1. Mr. Amin raises a very interesting point of practice. On September 29, 1941, by a consent Judge's order, at the instance of defendant No. 1, a commission was issued to Calcutta for the examination of certain witnesses. Liberty was given to the plaintiff to join in that commission and to examine witnesses on his behalf if he was so advised after giving the names of such witnesses to defendant No. 1 one week before being examined. Pursuant to the order the. plaintiff examined Gordhandas on commission.
2. Mr. Bahadurji who appears for the plaintiff closes his case without tendering the evidence of Gordhandas.
3. Mr. Amin for defendant No. 1 contends that as soon as the commission was returned the evidence taken on commission became evidence in the case and, without Mr. Bahadurji tendering it, it is evidence on which he is entitled to rely. Mr. Amin contends in the alternative that in any case Mr. Bahadurji is bound to tender that evidence.
4. Mr. Amin relies on Order XXVI, Rule 7, of the Civil Procedure Code, 1908. This rule provides that where a commission has been duly executed, it shall be returned, together with the evidence taken under it, to the Court from which it was issued and the evidence taken under it shall form part of the record of the suit. Mr. Amin's contention is that as the evidence is already part of the record it is no longer necessary formally to tender it.
5. It has been a long standing practice on the Original Side of this Court that evidence taken on commission is always formally tendered, and objections to the evidence are considered when the evidence is being read by the counsel tendering it, and until it has been admitted neither party has the right to make use of it. Mr. Bahadurji, who is a very senior and a very respected member of the bar, tells me that, as far as his experience goes, which extends over a period of more than forty years, he has always known that to be the practice on the Original Side of this Court.

§ §

Stated exercise 1:
Pull out every line of the records that contains the string "gray", matching case exactly.
The judgment and the records have no connection to each other.

[Collected data entries]
§ §

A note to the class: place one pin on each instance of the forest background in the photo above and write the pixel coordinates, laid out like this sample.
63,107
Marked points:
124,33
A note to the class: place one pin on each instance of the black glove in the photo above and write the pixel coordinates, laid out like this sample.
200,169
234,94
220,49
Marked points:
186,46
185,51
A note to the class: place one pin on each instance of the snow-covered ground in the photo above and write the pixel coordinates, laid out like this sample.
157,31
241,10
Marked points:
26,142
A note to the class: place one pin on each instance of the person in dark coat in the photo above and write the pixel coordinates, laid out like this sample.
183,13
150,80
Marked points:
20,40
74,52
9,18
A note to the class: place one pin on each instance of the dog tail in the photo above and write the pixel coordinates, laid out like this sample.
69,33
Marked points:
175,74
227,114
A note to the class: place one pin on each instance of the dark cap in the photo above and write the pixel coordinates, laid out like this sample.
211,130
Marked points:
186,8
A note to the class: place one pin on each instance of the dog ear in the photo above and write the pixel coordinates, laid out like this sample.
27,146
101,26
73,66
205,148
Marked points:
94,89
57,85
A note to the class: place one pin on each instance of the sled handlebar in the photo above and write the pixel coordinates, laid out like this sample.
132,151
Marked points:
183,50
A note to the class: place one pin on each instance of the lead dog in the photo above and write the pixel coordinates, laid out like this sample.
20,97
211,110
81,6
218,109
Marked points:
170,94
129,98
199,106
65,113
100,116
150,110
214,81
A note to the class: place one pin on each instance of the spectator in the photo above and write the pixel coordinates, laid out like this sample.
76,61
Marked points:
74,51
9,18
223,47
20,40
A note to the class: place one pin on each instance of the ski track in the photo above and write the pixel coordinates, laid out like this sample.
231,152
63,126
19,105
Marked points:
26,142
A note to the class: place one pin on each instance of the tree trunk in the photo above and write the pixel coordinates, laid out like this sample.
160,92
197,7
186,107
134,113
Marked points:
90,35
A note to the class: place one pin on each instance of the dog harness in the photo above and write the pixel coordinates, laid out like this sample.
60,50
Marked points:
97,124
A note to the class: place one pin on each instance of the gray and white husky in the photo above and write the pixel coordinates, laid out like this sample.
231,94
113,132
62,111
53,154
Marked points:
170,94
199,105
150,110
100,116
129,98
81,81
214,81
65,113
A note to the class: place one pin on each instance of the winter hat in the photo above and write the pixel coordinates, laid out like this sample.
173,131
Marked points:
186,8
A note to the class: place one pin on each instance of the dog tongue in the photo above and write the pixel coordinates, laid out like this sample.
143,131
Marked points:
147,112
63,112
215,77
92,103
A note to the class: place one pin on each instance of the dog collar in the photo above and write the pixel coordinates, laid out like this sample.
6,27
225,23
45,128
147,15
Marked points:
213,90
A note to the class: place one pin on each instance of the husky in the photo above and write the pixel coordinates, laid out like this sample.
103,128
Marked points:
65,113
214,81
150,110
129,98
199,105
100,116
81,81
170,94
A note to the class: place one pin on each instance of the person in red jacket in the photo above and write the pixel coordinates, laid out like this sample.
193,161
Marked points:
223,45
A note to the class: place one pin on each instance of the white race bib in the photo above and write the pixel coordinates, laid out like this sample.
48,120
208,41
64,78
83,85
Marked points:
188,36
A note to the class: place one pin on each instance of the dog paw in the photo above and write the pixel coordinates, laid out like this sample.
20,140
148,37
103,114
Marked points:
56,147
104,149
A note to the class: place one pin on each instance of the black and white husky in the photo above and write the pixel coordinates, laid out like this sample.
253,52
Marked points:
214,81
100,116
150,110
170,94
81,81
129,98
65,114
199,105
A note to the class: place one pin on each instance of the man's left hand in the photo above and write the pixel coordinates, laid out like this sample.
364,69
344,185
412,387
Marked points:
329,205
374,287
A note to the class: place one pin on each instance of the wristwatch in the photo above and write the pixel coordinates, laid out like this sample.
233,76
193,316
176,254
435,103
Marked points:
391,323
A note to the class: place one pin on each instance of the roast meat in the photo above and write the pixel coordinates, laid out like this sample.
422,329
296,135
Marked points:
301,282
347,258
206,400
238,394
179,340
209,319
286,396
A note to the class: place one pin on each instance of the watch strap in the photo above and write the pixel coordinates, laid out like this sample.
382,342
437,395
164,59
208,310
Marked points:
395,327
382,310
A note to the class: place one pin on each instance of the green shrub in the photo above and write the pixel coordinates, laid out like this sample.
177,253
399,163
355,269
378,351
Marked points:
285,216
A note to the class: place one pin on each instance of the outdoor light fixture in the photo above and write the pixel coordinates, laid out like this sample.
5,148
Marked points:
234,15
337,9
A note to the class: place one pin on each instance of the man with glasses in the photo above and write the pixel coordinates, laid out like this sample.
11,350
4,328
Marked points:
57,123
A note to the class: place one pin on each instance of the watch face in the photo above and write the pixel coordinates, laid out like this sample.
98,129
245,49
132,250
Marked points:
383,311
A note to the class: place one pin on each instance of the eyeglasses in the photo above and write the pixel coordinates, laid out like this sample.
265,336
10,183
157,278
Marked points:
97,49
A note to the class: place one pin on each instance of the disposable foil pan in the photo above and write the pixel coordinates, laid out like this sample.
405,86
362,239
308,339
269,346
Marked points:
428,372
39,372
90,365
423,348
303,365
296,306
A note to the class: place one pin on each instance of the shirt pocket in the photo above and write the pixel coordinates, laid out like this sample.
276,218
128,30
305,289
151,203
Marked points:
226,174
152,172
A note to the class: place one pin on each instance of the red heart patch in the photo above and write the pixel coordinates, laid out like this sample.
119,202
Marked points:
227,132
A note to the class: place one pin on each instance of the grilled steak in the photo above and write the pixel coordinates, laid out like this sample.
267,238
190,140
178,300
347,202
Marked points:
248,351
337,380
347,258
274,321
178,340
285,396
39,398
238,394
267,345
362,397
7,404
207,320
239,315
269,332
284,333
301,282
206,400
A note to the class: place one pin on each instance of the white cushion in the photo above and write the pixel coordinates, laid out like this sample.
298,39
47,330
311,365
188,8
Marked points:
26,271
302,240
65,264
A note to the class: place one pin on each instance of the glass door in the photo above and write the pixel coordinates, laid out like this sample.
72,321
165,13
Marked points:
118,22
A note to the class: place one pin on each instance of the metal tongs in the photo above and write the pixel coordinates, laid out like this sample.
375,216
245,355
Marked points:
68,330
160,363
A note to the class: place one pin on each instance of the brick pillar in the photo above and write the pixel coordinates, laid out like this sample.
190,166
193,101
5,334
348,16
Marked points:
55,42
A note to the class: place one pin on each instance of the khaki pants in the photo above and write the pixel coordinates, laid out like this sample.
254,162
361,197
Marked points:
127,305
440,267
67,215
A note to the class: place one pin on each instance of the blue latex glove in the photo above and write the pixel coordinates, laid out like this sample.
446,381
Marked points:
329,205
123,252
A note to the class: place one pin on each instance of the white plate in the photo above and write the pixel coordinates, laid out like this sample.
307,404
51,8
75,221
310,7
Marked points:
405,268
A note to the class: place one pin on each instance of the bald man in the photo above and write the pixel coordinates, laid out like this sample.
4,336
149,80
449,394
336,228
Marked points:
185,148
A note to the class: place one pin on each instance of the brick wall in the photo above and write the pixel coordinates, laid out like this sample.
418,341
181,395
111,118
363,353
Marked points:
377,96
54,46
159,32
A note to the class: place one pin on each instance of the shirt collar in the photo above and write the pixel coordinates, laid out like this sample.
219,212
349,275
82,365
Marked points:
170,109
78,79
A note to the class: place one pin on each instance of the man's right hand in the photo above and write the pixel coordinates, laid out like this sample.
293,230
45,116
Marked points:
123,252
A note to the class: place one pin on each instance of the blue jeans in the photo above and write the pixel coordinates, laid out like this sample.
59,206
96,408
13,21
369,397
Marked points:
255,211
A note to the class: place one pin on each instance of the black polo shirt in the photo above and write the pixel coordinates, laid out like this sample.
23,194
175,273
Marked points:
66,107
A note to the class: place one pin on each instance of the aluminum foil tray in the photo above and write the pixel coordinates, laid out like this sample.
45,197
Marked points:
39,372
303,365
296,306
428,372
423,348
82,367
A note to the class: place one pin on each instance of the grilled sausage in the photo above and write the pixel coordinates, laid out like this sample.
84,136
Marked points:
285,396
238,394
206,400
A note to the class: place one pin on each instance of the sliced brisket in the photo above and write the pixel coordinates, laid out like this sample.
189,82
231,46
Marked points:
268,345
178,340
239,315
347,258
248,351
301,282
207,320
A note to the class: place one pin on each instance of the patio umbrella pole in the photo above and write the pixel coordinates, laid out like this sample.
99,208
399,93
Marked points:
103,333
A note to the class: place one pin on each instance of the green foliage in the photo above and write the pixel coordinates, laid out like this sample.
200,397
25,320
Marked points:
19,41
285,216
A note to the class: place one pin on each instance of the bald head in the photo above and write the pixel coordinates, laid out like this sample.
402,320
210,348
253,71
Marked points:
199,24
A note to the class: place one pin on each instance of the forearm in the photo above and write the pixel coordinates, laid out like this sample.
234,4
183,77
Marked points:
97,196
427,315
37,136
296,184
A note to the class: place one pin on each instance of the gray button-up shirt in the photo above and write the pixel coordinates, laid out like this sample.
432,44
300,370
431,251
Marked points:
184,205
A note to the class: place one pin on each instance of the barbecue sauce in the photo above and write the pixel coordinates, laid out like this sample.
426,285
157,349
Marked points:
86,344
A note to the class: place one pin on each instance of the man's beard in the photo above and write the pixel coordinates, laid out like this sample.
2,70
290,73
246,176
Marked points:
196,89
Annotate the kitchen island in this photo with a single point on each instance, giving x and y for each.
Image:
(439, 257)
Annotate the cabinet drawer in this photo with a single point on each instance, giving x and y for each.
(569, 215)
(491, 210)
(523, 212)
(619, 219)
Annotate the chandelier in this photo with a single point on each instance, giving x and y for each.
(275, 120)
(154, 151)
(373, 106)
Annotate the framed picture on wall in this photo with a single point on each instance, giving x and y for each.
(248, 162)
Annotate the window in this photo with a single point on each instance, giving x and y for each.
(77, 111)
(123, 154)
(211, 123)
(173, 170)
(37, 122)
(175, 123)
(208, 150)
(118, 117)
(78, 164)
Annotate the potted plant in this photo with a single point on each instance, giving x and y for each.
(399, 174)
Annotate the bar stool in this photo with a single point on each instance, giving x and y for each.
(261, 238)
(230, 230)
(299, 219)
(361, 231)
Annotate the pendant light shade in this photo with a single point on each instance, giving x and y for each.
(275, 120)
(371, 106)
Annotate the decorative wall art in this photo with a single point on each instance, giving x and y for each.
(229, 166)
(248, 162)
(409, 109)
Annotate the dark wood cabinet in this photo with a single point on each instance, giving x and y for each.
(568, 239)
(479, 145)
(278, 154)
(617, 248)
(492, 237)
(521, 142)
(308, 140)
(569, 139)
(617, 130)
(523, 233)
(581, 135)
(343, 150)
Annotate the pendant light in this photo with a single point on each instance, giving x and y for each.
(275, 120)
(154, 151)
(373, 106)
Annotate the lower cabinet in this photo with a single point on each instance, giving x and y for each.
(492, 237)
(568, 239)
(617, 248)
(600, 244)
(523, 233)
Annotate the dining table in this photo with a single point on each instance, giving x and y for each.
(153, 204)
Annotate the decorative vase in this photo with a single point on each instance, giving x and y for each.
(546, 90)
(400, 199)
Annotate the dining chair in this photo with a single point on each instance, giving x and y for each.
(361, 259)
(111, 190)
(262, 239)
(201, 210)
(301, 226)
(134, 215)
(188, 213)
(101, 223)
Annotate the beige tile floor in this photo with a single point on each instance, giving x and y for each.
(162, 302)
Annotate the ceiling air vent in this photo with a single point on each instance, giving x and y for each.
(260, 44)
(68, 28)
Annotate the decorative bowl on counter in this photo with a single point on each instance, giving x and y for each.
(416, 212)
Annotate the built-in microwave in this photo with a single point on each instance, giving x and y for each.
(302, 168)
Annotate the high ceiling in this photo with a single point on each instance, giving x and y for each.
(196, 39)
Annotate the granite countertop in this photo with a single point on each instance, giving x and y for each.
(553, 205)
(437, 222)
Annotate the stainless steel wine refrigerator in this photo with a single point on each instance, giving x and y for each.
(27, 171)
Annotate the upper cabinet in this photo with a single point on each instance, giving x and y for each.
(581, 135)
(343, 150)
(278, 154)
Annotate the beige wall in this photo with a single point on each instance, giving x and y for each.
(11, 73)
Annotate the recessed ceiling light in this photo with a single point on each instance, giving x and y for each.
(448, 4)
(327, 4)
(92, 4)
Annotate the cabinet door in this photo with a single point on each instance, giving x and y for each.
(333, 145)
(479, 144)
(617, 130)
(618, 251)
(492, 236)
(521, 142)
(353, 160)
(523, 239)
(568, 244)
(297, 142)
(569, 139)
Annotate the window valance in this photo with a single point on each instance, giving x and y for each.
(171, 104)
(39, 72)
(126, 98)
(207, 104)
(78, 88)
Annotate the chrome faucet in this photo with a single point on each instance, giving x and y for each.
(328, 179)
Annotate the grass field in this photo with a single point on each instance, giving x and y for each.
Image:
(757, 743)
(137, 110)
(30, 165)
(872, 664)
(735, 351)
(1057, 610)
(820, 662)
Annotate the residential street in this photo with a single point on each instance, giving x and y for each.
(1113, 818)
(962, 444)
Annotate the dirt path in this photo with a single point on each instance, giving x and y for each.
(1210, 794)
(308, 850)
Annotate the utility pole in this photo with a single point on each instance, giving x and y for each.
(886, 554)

§ §

Stated exercise 2:
Write out the part of the judgment that begins at the words "2. Mr. Bahadurji" and stops after "tender that evidence.", swapping "tendering" for "offering".

Correct response 1:
A note to the class: place one pin on each instance of the gray and white husky in the photo above and write the pixel coordinates, laid out like this sample.
A note to the class: place one pin on each instance of the gray button-up shirt in the photo above and write the pixel coordinates, laid out like this sample.

Correct response 2:
2. Mr. Bahadurji who appears for the plaintiff closes his case without offering the evidence of Gordhandas.
3. Mr. Amin for defendant No. 1 contends that as soon as the commission was returned the evidence taken on commission became evidence in the case and, without Mr. Bahadurji offering it, it is evidence on which he is entitled to rely. Mr. Amin contends in the alternative that in any case Mr. Bahadurji is bound to tender that evidence.